[DATA FOR REVIEW — start]
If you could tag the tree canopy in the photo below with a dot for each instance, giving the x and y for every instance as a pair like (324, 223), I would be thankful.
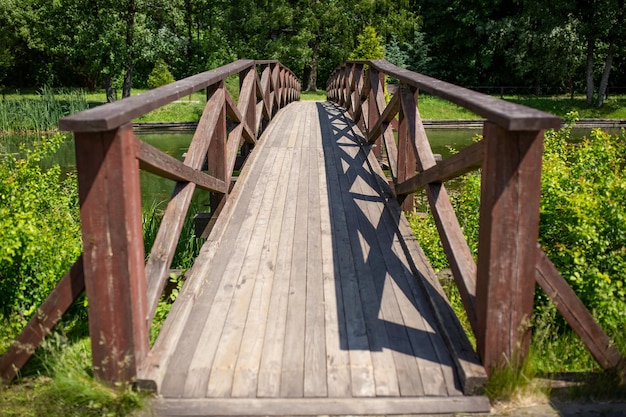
(570, 46)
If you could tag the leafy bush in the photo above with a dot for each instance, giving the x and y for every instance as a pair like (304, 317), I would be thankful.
(65, 386)
(582, 230)
(160, 75)
(39, 228)
(583, 219)
(41, 113)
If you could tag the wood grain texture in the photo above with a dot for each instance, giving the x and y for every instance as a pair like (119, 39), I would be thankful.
(576, 314)
(508, 232)
(307, 292)
(317, 406)
(69, 288)
(113, 251)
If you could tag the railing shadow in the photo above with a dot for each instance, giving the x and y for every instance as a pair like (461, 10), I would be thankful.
(371, 268)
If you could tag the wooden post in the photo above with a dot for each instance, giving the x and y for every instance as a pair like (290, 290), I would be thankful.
(509, 228)
(407, 160)
(115, 282)
(217, 155)
(376, 103)
(247, 97)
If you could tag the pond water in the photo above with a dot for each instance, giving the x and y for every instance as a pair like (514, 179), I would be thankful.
(156, 190)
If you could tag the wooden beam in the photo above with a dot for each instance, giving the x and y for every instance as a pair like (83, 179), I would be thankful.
(509, 228)
(452, 238)
(576, 314)
(388, 114)
(111, 222)
(69, 288)
(164, 247)
(113, 115)
(508, 115)
(156, 162)
(466, 160)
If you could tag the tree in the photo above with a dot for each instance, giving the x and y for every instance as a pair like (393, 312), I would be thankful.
(369, 45)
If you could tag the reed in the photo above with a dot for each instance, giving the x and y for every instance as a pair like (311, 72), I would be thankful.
(41, 113)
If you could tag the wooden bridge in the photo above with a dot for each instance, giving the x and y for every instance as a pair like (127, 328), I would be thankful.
(311, 295)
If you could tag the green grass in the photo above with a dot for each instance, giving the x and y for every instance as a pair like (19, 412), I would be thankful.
(614, 107)
(319, 95)
(63, 385)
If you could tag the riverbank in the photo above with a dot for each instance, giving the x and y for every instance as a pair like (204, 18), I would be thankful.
(428, 123)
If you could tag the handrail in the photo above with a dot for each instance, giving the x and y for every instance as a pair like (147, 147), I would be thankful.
[DATA FOR REVIEW — finish]
A faithful copy of the lines from the line containing "If you could tag the reed" to the end of the data should be set down, both ends included, and nothing more.

TASK RESULT:
If you could tag the reed in the photo above with a dot for each instance, giving the x and y for every instance as a pair like (311, 72), I would be thankful.
(41, 113)
If you could tag the wooden bridge in the photo above with a dot for each instance, giving the x and y for every instance as a pair like (127, 328), I would be thankful.
(311, 295)
If you could tag the green grass in the photo above with a dot for each instance, giving the x and y for every instance as a pair like (19, 412), I would be thankful.
(614, 107)
(319, 95)
(63, 385)
If you could tag the riverbank in the photo above with a dot for each instance, giving the x and y for every instance as a pair like (204, 18), I would be thankful.
(428, 123)
If you could tag the handrail in the photo above with a dot for each instance, giving the x and y for every instance as a pair like (147, 147), I would be thankful.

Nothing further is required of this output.